Entries of stored data:
------------------------------------------------------------------------
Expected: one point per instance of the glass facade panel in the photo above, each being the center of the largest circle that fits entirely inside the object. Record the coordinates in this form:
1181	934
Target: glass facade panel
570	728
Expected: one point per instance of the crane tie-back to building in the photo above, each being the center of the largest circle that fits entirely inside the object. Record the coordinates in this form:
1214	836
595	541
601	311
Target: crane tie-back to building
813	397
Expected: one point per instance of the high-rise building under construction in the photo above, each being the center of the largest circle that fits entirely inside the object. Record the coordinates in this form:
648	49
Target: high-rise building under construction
------------------------------------------------------------------------
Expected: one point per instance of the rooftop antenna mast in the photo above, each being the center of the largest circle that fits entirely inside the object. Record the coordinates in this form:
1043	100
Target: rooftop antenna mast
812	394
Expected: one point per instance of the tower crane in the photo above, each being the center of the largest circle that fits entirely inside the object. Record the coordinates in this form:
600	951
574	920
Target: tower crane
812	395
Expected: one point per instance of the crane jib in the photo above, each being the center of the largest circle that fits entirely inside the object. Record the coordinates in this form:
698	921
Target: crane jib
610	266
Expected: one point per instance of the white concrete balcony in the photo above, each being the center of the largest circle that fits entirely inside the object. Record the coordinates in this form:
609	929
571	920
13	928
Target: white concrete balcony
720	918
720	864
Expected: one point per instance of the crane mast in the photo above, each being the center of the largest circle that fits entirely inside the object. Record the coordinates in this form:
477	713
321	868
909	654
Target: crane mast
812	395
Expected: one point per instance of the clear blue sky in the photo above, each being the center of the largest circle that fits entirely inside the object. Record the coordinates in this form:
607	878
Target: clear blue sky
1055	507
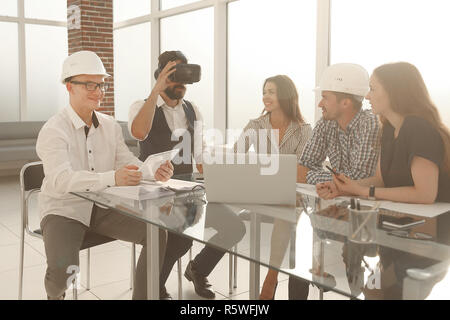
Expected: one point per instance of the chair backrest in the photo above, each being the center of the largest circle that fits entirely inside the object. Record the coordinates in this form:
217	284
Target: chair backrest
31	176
------------------------------------------------------------------------
• _WHAT NEEDS TO BE DONE_
Can you pull out every line from the entries above that contains the word "circle"?

• _WRITTEN ANSWER_
Expected: one point per instance of the glass facade panel in the photo above, each being the center of the largest circle that fits entirely inside the object. Record the coordinates in this form:
Expected: one point per instance of the crane tie-back to building in the photo above, each being the center of the largest circle that fits entirely inside the object. Record the coordinates in this form:
Expected: one point per instance of the high-rise building under construction in the photo above, each being the center of the largest circle that fits entirely inside the object. Record the coordinates in this form:
Expected: one point per instance of the rooftop antenna mast in the photo above, each being the center of the largest circle that fits entirely inside the object. Record the coordinates in this form:
Expected: one point per instance of the tower crane in the photo above, each being the center of the largest circle that fits entirely inside the object. Record the coordinates in this form:
Expected: one point per instance of the crane jib in the photo above, each being the center of the largest circle that fits entirely inside the object. Record the coordinates in this form:
Expected: one point per instance of the white concrete balcony in the photo above, each being the center of the largest circle that fits entirely inside the object. Record the coordinates in this form:
Expected: one point per instance of the crane mast in the photo above, each being the center of the largest circle that fits entirely inside the object. Record the coordinates in this form:
Expected: one point per instance of the clear blue sky in the photo above, each being the center of the largest circle that fits entirely inside the object. Record the coordinates in this form:
Expected: one point per instance of the chair backrest in the photo above, each being the center of the largest circle that fits entirely inside the object. Record the coordinates in this form:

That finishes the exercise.